# 作業内容 a
記録の冒頭から「[64,81,76,162]」を含む行までを、空行を除いて番号付きリストに整形してください。画像は答えに含めないでください。

# 元の抜粋
********

株式市場には追い風になり、ナスダックやS&P500は史上最高値を更新し、株価水準的には非常に良い状態が継続している。
週末の雇用統計では非農業部門雇用者数と平均時給が予想を大きく上回るサプライズ。
しかし失業率は悪化したのもあってか、株式は小動き。
週前半は弱い経済統計(4月JPLTS、5月ADP雇用統計)に年内利下げに期待が高まったが、強い雇用統計で過度な楽観は修正する雰囲気に。
年内の利下げ見通し2回を1回に修正する投資家が徐々に増えてきているようだ。
個別株ではエヌビディアが引き続き市場の期待を集めている。
先週は時価総額でAppleを抜いてマイクロソフトに次ぐ2位に浮上。
今週からは株式分割も実施され更に売買が活発になるかもしれない。
ECBが0.25%の利下げを実施したが、事前に織り込まれていた。
発表前後で大きな変動は見られなかった。
ラガルド総裁は次の利下げはデータを見ながら慎重に行う方針を表明。
ECBの前日にはカナダもG7の国としては初めての利下げを発表した。
今週
週半ばから後半に重要指標とイベントが集中する。
金利と株式に反応が強く出る可能性に注意。
FOMCが11~12日に開催
12日の結果発表の日に5月CPI
13日には5月PPI
FOMCでは金利据え置き予想だが、先読みを示すCPIやPPIは年内利下げ観測に影響を与えるだろう。
FOMCではドットチャートも示され、パウエル議長の会見では年内のインフレや金利込々が注目される。
金利と株式やドルに大きな変動をもたらす可能性があるだろう。
とはいえ、これが終われば金利に注目し敏感に反応するのはいったん小休止となるか。
市場では他の材料への反応が強くなっていくように思う。
先週ECBは4年9か月ぶりに利下げをした。
次回以降の利下げには慎重なスタンスだが、世界的に見ると中央銀行は利下げの流れにある。
インフレは徐々に終息していくというのがコンセンサスだろう。
米国もその流れの中で「いつ」利下げするかを投資家は注視している状況。

********

# データ記録
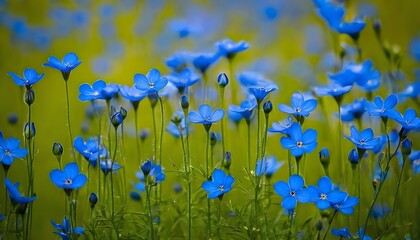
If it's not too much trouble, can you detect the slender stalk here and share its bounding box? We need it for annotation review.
[322,210,337,240]
[220,88,226,167]
[64,81,76,162]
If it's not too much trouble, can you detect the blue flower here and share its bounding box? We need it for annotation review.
[302,176,347,210]
[255,156,284,178]
[216,39,249,58]
[134,68,168,95]
[331,227,352,239]
[280,123,318,157]
[166,68,200,94]
[279,92,318,117]
[229,98,257,122]
[328,60,381,92]
[273,174,306,211]
[268,116,293,134]
[4,178,36,204]
[100,159,122,175]
[365,94,399,118]
[7,68,44,88]
[120,85,147,109]
[0,131,28,166]
[188,104,225,130]
[390,108,420,131]
[42,52,82,81]
[248,86,277,103]
[344,126,380,150]
[79,80,106,102]
[73,136,107,167]
[50,162,87,191]
[51,217,84,240]
[201,169,235,199]
[314,84,353,98]
[331,197,359,215]
[192,53,219,73]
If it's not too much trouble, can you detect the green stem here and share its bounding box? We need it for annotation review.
[322,210,337,240]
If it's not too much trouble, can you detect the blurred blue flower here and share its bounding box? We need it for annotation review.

********

# 作業内容 b
利下げ観測と株式市場の動きを扱った文章について、最後の文の次から続きを書いてください。

# 正解 a
1. If it's not too much trouble, can you detect the slender stalk here and share its bounding box? We need it for annotation review.
2. [322,210,337,240]
3. [220,88,226,167]
4. [64,81,76,162]

# 正解 b
FOMCでドットチャートが示されることにより、利下げ回数が年内2回か1回か投資家は判断をアップデートできるのではないか。
個別株では6月10日からAppleの開発者向け会議「WWDC2024」が始まる。
今のハイテク株が評価されるのは、AIへの期待を高められるかどうか。
AppleはAI銘柄として評価されず株価も低調なのが現状だ。
この開発者会議で期待が高まるのではないかと予想している投資家も多い。
逆にここで失望されてしまうと株価は非常に厳しいことになるだろう。
垂直統合で世界のスマホやタブレット市場を魅了し続けたAppleが、自前のAI環境を示すのかChatGPTやGoogleとの提携を示すのか。
パートナーとなる企業が発表されれば、そちらの株式にも買いが集まるだろう。
翌週19日(水)は米国が祝日
14日(金)から休日手前の様子見ムードになる可能性も意識しておきたい。
日本株相場
先週
先週の日経平均終値は38,683円で終え、週間で196円高となった。
米国の金利低下による株高もあり追い風が吹く環境だが、ドル円が円高に振れたことや来週の日銀会合もあり連動は小さめ。
一時39,000円台回復も定着はできず。
自動車の型式不正、売り推奨レポートでレーザーテック急落、持ち合い株式売却報道のトヨタなど個別の主力株への逆風材料も多かった。
翌週の日銀会合で金利引き上げは無いにしろ、国債買入の減額が意識されている。
金利引き上げも9月が濃厚と見られていたが7月に前倒しを見る関係者も増えてきた。
今週
米国、そして日本で重要イベントや経済指標が頻発。
特に日本は米国の材料を消化した週末に国内需給イベント(MSQ)と中銀会合が重なる。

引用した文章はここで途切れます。